**Task prompt**
Copy each entry below exactly.

*** Exercise data Section Begins ***

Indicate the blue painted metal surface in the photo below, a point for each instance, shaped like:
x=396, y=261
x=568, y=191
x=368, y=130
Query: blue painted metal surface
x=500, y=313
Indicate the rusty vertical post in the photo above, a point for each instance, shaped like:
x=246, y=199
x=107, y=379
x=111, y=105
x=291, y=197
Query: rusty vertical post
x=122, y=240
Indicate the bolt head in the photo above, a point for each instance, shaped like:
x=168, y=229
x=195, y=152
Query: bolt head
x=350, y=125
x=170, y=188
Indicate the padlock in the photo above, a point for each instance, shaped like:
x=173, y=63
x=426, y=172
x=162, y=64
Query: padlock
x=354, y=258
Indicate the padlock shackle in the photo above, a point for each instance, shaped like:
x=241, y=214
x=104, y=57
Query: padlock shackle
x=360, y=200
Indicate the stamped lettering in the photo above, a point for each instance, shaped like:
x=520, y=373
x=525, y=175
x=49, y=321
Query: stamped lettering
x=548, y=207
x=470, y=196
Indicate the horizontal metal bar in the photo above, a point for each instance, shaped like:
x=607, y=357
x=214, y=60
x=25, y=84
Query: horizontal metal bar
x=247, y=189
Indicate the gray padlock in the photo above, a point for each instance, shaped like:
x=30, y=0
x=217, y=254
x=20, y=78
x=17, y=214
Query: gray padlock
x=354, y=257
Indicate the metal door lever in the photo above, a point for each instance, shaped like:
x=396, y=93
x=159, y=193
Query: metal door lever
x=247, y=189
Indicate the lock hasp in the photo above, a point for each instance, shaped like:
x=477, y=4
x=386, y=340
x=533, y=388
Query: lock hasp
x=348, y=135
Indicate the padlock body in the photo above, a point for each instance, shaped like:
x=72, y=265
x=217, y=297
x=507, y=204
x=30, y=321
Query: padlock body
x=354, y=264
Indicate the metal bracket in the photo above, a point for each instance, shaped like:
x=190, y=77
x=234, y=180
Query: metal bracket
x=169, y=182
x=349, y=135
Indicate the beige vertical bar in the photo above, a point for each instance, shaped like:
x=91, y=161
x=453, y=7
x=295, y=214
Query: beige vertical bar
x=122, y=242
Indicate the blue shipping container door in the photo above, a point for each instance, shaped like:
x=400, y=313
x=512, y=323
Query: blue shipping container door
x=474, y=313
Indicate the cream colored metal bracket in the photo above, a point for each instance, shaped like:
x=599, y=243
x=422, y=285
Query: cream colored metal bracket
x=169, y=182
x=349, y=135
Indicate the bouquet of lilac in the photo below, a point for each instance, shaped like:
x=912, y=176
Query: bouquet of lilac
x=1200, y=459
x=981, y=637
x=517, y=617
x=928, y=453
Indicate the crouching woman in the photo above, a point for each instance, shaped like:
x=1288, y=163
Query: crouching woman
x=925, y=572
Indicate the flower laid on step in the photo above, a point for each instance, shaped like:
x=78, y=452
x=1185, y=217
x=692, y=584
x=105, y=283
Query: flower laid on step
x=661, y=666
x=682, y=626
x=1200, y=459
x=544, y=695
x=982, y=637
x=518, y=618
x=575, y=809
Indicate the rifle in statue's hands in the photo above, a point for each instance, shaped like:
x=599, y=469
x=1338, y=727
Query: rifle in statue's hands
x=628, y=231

*** Exercise data Section Ends ***

**Answer for the task**
Indicate the blue painted metal surface in the photo below, a point for each instance, shaped like:
x=396, y=261
x=568, y=191
x=368, y=130
Query: blue painted metal surface
x=500, y=313
Indicate the rusty vertical post in the photo above, a point for each instance, shaped like:
x=246, y=199
x=107, y=379
x=111, y=105
x=291, y=197
Query: rusty vertical post
x=122, y=240
Indicate the bolt head in the photo above, a point for each instance, shaped like:
x=168, y=229
x=195, y=152
Query: bolt head
x=350, y=125
x=170, y=188
Indicate the padlock in the photo above, a point for each instance, shaped like:
x=173, y=63
x=426, y=172
x=162, y=64
Query: padlock
x=354, y=258
Indicate the padlock shackle in the photo above, a point for each instance, shaped like:
x=241, y=214
x=104, y=57
Query: padlock shackle
x=360, y=200
Indicate the stamped lettering in the photo above, a point for each instance, shaped like:
x=520, y=373
x=525, y=175
x=49, y=321
Query: stamped lettering
x=548, y=207
x=470, y=196
Indicate the horizontal metal bar in the photo above, a point for each instance, shaped like:
x=607, y=357
x=214, y=60
x=25, y=84
Query: horizontal metal bar
x=247, y=189
Indicate the gray padlock in the photo above, a point for each instance, shaped like:
x=30, y=0
x=217, y=254
x=20, y=78
x=17, y=214
Query: gray padlock
x=354, y=257
Indicate the metal door lever in the photo above, a point for each instance, shaped like:
x=396, y=93
x=159, y=193
Query: metal door lever
x=247, y=189
Indicate the lock hasp in the photo above, a point for each instance, shaped like:
x=477, y=4
x=386, y=340
x=533, y=388
Query: lock hasp
x=348, y=135
Indicate the padlock body in the photo above, a point for each instance, shaped like:
x=72, y=265
x=217, y=297
x=507, y=204
x=30, y=321
Query: padlock body
x=354, y=264
Indicate the metal bracket in the photo above, a point for each instance, shaped like:
x=190, y=77
x=234, y=180
Query: metal bracket
x=169, y=182
x=349, y=135
Indicate the beige vertical bar in the photo above, a point for each instance, shaped like:
x=91, y=161
x=453, y=7
x=295, y=214
Query: beige vertical bar
x=122, y=242
Indicate the blue shipping container door in the photo above, a point for each instance, shaped like:
x=400, y=313
x=512, y=323
Query: blue shipping container door
x=474, y=313
Indicate the cream colored metal bracket in the photo above, a point for each instance, shaped like:
x=599, y=243
x=422, y=285
Query: cream colored metal bracket
x=169, y=182
x=349, y=135
Indicate the bouquet of lilac in the photo below, a point for each instance, shaped like:
x=912, y=176
Query: bouquet of lilac
x=1200, y=459
x=981, y=637
x=517, y=617
x=928, y=453
Indicate the crouching woman in the photo above, a point for each instance, shaped like:
x=1288, y=163
Query: crouching woman
x=925, y=572
Indicate the flower laid on step in the photo above, a point for each instance, shaped like:
x=78, y=452
x=1185, y=217
x=692, y=584
x=105, y=283
Query: flower laid on step
x=661, y=666
x=682, y=626
x=1200, y=459
x=544, y=695
x=982, y=637
x=518, y=618
x=575, y=809
Indicate the rifle in statue's hands in the photo above, a point for each instance, shaped like:
x=599, y=469
x=1338, y=727
Query: rifle in statue's hands
x=628, y=231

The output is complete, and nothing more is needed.